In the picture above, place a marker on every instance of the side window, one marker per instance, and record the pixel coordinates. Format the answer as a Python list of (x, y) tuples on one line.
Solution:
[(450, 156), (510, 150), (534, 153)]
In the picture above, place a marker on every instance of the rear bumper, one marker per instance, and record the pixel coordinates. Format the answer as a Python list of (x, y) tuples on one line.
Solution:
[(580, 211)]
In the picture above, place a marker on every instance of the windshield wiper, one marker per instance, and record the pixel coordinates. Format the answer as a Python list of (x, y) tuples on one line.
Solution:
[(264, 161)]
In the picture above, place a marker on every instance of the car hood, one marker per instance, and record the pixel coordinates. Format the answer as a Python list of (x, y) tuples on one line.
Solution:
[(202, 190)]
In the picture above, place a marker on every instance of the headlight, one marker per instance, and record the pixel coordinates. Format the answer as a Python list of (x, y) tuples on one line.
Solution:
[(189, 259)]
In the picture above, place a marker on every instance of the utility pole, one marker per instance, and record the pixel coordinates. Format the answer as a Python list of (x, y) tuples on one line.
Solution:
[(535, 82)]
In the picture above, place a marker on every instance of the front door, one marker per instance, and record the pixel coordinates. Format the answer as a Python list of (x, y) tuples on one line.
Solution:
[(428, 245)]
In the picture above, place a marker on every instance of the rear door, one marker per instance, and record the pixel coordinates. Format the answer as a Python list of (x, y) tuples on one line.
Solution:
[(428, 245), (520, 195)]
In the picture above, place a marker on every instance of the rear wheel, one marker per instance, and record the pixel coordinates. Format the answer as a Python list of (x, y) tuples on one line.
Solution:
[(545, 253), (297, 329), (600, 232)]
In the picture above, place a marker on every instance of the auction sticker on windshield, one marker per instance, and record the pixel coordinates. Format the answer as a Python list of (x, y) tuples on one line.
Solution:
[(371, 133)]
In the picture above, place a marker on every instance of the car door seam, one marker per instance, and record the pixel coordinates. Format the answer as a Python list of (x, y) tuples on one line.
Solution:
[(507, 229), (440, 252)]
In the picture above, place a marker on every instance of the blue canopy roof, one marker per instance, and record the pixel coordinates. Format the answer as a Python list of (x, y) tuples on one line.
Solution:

What is required => The answer must consist of every line in the records above that contains the word "windshield".

Task output =>
In the picture above, place a marker on every instance of the windshield wiper, one marker per instance, and record the pixel coordinates. Format the answer as a Python list of (x, y) tuples on one line.
In the picture above, place a marker on every instance of the auction sticker on windshield, one marker per instance, and record the pixel coordinates. Format the answer as a Python list of (x, y) tuples on one line.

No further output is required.